JOB - Copy every item below word for word, leaving out the pictures.

DATA LISTING -

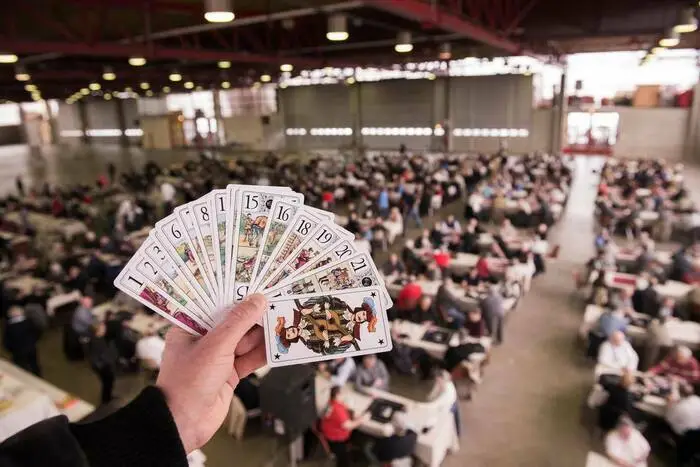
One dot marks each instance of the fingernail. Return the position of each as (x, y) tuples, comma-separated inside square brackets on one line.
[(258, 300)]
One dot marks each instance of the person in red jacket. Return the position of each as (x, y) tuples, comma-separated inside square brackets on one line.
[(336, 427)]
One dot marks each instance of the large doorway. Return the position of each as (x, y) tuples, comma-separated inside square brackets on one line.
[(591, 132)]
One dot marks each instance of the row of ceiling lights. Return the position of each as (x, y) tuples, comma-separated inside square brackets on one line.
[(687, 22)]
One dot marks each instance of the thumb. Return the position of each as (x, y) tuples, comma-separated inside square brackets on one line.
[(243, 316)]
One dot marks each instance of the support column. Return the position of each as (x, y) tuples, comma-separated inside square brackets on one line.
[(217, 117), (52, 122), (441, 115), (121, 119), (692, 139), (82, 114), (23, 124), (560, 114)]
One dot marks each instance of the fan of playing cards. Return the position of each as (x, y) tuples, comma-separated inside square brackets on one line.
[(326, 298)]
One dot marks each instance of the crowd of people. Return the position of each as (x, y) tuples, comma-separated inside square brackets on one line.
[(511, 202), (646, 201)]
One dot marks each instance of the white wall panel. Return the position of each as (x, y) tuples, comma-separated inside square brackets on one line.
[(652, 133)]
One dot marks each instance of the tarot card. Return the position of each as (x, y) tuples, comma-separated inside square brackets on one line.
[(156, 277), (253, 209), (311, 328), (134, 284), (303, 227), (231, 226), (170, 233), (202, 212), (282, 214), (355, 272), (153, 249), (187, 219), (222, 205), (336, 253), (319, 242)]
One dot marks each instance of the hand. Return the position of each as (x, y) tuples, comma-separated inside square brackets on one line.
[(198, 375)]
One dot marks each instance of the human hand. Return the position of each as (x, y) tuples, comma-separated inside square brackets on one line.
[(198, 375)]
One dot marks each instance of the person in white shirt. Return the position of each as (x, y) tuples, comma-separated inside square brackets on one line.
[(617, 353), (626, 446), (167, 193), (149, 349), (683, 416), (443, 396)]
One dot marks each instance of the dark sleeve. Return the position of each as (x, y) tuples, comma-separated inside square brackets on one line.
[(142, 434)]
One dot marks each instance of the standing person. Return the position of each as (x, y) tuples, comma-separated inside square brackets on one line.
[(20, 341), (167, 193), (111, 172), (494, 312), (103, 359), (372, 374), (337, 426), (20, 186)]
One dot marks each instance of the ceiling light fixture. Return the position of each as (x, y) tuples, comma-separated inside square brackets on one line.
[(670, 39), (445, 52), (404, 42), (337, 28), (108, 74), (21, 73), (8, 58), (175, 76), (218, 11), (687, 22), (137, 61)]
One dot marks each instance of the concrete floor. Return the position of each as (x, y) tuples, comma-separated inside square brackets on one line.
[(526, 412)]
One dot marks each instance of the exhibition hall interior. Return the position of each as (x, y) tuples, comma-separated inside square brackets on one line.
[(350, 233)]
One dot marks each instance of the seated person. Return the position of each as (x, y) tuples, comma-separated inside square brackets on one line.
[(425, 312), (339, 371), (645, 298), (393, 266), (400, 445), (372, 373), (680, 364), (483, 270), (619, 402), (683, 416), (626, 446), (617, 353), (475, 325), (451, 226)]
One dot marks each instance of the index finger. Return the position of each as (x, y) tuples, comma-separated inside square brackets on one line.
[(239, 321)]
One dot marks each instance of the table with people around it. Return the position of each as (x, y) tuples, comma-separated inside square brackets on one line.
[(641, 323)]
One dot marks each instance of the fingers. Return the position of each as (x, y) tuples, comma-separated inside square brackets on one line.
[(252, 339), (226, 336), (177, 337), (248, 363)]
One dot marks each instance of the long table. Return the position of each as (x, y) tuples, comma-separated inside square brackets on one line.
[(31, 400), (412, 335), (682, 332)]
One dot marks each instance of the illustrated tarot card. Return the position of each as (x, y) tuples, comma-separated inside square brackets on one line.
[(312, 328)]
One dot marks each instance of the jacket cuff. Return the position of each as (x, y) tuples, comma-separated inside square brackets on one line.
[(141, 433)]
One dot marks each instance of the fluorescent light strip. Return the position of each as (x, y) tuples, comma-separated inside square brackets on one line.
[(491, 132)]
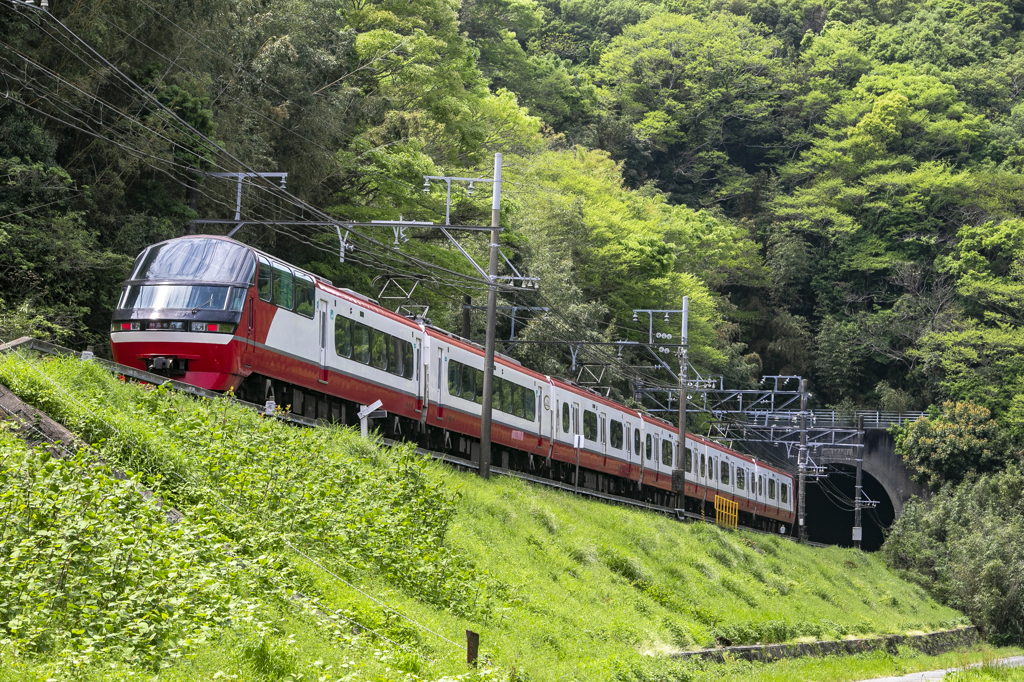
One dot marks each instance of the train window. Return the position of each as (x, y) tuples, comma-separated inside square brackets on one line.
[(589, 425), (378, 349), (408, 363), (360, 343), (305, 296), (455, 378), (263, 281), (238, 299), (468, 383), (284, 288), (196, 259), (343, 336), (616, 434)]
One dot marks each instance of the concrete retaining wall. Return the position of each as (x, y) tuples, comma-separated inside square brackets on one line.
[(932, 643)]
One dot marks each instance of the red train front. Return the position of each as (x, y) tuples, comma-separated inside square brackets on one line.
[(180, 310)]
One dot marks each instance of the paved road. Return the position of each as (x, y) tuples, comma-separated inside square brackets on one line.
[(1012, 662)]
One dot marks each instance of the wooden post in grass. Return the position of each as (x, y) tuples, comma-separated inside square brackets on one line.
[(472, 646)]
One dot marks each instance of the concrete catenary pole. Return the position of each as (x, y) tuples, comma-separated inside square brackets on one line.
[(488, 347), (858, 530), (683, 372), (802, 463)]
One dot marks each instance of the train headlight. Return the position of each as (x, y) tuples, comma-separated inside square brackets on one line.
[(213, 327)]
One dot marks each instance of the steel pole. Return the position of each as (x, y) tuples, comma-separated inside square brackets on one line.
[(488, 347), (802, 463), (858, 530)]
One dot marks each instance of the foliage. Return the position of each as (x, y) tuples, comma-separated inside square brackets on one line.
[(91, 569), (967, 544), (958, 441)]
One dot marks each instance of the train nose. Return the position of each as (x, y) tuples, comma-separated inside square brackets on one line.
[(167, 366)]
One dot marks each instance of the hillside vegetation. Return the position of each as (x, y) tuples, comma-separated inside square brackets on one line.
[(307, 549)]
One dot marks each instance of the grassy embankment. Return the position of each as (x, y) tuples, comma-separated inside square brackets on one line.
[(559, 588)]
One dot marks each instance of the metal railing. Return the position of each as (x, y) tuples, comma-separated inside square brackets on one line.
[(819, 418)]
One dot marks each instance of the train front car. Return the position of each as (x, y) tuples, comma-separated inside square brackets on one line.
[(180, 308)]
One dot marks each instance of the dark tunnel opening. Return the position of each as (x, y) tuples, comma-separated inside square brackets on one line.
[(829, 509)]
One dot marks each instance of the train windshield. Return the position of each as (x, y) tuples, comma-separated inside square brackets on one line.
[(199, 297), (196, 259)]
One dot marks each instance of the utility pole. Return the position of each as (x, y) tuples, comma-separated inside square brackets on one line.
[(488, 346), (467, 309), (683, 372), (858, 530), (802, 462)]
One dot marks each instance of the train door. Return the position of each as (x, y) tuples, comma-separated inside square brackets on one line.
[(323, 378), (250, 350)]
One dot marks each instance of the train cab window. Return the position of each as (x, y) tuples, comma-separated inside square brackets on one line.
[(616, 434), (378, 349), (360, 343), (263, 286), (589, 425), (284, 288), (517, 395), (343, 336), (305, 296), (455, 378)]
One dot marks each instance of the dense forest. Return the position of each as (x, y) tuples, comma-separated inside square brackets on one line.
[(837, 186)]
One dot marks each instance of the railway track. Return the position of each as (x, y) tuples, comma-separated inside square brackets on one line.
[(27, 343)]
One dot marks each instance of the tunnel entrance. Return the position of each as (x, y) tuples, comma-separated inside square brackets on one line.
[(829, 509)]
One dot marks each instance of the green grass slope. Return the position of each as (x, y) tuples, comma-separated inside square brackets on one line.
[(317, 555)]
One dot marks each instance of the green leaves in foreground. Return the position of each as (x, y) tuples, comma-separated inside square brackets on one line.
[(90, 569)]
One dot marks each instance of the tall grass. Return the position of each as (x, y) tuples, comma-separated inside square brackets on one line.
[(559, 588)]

OUTPUT OF THE EXERCISE -
One dot marks each instance of the fingernail. Return the position of each as (x, y) tuples, comma-separated inside square brackets on one line.
[(258, 300)]
One dot marks each instance of the person in red jacket. Return the position of each as (x, y) tuples, comma-separated inside square brackets on one line.
[(336, 427)]
One dot marks each instance of the large doorway. Return the position of each as (x, y) tuples, comma-separated inside square brackets on one line.
[(591, 132)]
One dot marks each instance of the row of ceiling lights. Return the position of each as (x, y) tuples, comma-separated inside square brackets on one line.
[(687, 22)]
One dot marks each instance of the thumb. Return the position of each as (x, y) tuples, comma-separated inside square brackets on one line.
[(243, 316)]
One dot marks each instance of the support column. Return the position of each as (x, y) tuples, comma-separated inside square brackets on one line.
[(217, 117), (52, 122), (441, 115), (121, 119), (692, 139), (82, 114), (23, 124), (560, 114)]
One dot marks each instance of the fan of playing cards. Return the position of each as (x, y) tuples, comma-separated inside square brackets on one line.
[(326, 298)]
One dot marks each instance of the crowd of people. Return the position of each as (x, y) tuples, comma-separated inside square brackets on one line.
[(511, 202), (646, 201)]
One dot marks each instance of the white wall panel. Return the position of each as (x, y) tuples, comma-separated inside square brackets on one line.
[(652, 133)]
One dot marks each instance of the tarot card. Return the position of each as (x, y) tuples, comma-separated inside square brackets on one line.
[(156, 277), (253, 209), (311, 328), (134, 284), (303, 227), (231, 226), (170, 233), (202, 212), (282, 214), (355, 272), (153, 249), (187, 219), (222, 205), (336, 253), (319, 242)]
One dot marks each instance of the hand. Return the position of each as (x, y) tuples, comma-separated inside square brackets on one line.
[(198, 375)]
One dot marks each instance of the human hand. Return the position of each as (x, y) tuples, comma-separated inside square brackets on one line.
[(198, 375)]
One dot marks each instance of the person in white shirt. Return the position of each as (x, y) tuples, comma-separated inside square brackets on one line.
[(617, 353), (626, 446), (167, 193), (149, 349), (683, 416), (443, 396)]
One dot marks each instance of the dark sleeve. Return the position of each as (x, y) tuples, comma-separated inside square brackets on one line.
[(142, 434)]
One dot marks each instance of the standing person. Return the position of each as (x, y) tuples, comma-separated inside square brackets on one line.
[(20, 341), (167, 193), (111, 172), (494, 312), (103, 359), (372, 374), (337, 426), (20, 186)]
One dot marks each instance of the ceiling light fixture. Return the position of each as (x, y) tuples, comma-separated inside square brackets on one line.
[(670, 39), (445, 52), (404, 42), (337, 28), (108, 74), (21, 73), (8, 58), (175, 76), (218, 11), (687, 22), (137, 61)]
One dot marks each instance of the concrete floor. Return the position of each as (x, y) tuples, comma-separated inside square brackets on one line.
[(526, 412)]
One dot marks each instance of the exhibition hall interior. Return the position of each as (x, y) tuples, comma-separated inside square brackets on one line.
[(350, 233)]
One dot marks each instance of the seated person. Return the position of each as (x, y) tuples, comma-separated inside square brackets on one line.
[(425, 312), (339, 371), (645, 298), (393, 266), (400, 445), (372, 373), (680, 364), (483, 270), (619, 402), (683, 416), (626, 446), (617, 353), (475, 325), (451, 226)]
One dot marks each instance of the index finger. Return the position of each as (x, y) tuples, comma-separated inside square brackets on one line.
[(239, 321)]
One dot marks each instance of the table with people around it. Return the position of each as (x, y) tuples, comma-separated inside square brackets on one line.
[(641, 323)]
One dot marks each instance of the fingers. Return the position of each as (x, y) tuples, comma-separated inside square brackets on one line.
[(252, 339), (226, 336), (177, 337), (248, 363)]
One dot marks each instance of the long table. Return the position of each as (x, y) tuples, comma-separated inside square brackets on one line.
[(31, 400), (412, 335), (682, 332)]
One dot marks each instance of the illustrated tarot card. Return the position of each as (x, y) tuples, comma-separated inside square brackets on one line.
[(312, 328)]
One dot marks each instance of the jacket cuff. Return the position of each as (x, y) tuples, comma-separated inside square brackets on one line.
[(141, 433)]
One dot marks each instance of the fluorescent light strip. Return the position of each as (x, y) tuples, comma-separated inside square brackets on one line.
[(491, 132)]
One dot marks each instance of the train window. Return the position of each as (x, y) tuples, comma-separated inside square brackets on one line.
[(589, 425), (378, 349), (408, 363), (360, 343), (305, 296), (455, 378), (263, 281), (238, 299), (468, 383), (284, 288), (196, 259), (343, 336), (616, 434)]
One dot marks each instance of the concrete retaining wall. Return the position of each as (x, y) tuples, comma-separated inside square brackets on one line.
[(932, 643)]
One dot marks each instance of the red train front. Return the position of each as (x, y) tuples, comma-separated inside square brackets on one line.
[(180, 310)]
One dot marks each instance of the paved road. Return the position of each as (x, y) tuples, comma-separated inside square brackets on one line.
[(1012, 662)]
One dot marks each instance of the wooden post in grass. Return the position of each as (x, y) tuples, comma-separated inside square brackets on one line.
[(472, 646)]
One dot marks each instance of the concrete catenary pole. Return the position of each as (x, y) tuples, comma-separated inside square brackets on one line.
[(488, 347), (858, 530), (683, 372), (802, 463)]
One dot marks each instance of the train headlight. Return the position of each as (x, y) tuples, comma-separated inside square brackets on one line.
[(213, 327)]
One dot marks each instance of the steel pole. Return the position of each as (x, y) tuples, comma-separated inside square brackets on one line.
[(488, 347), (802, 463), (858, 530)]
One dot marks each instance of the foliage. Return the position of each as (x, y) tuples, comma-separated inside square brackets on one line.
[(91, 569), (967, 544), (958, 441)]
One dot marks each instance of the train nose. Return the position of each as (x, y) tuples, comma-separated inside square brackets on one line.
[(167, 366)]
One dot marks each instance of the hillside vegetation. Return the position of each as (x, y) tuples, comma-separated inside square brackets on one line.
[(307, 549)]
One dot marks each instance of the grassy embankment. Return the position of each as (x, y) tuples, comma-separated inside square brackets on one line.
[(559, 588)]
One dot marks each instance of the metal railing. Return the position of each as (x, y) tuples, comma-separated inside square brackets on one line.
[(819, 418)]
One dot marks each instance of the train front car. Return the position of each as (x, y) tuples, comma-separated inside square brackets on one line.
[(180, 308)]
One dot marks each instance of the dark tunnel opening. Return the position of each as (x, y) tuples, comma-separated inside square brackets on one line.
[(829, 509)]
One dot marks each instance of the train windshield. Return the position of each as (x, y) tuples, comma-separated inside square brackets on one line.
[(199, 297), (196, 259)]
One dot marks each instance of the utility pole. Return the position of each as (x, y) tuples, comma-separated inside square brackets on one line.
[(488, 346), (467, 309), (683, 372), (858, 530), (802, 462)]
One dot marks each instance of the train door. Return the position of each as (x, y) tuples, comma-separated inside square brackets on one line.
[(323, 378), (250, 350)]
One dot marks each instance of the train cab window. Return the position of each as (x, y) tuples, comma-separated inside square brackets on one line.
[(616, 434), (378, 349), (360, 343), (263, 286), (589, 425), (284, 288), (517, 395), (343, 336), (305, 296), (455, 378)]
One dot marks each instance of the dense forest. Return the position of each as (x, y) tuples, comma-separated inside square brackets on one line.
[(837, 186)]
One dot marks each instance of the railway track. Return the position of each as (x, y) tuples, comma-separated inside square brackets on one line.
[(27, 343)]
One dot marks each instance of the tunnel entrance. Return the position of each as (x, y) tuples, comma-separated inside square brackets on one line.
[(829, 509)]
One dot marks each instance of the green grass slope. Return the position of each as (x, y) tuples, comma-separated inside square brackets on one line.
[(317, 555)]
One dot marks each instance of the green leaves in foreground. Return the position of each as (x, y) tuples, comma-separated inside square brackets on one line.
[(90, 569)]
One dot marks each instance of the tall grass. Return the position of each as (x, y) tuples, comma-separated inside square brackets on one line.
[(559, 588)]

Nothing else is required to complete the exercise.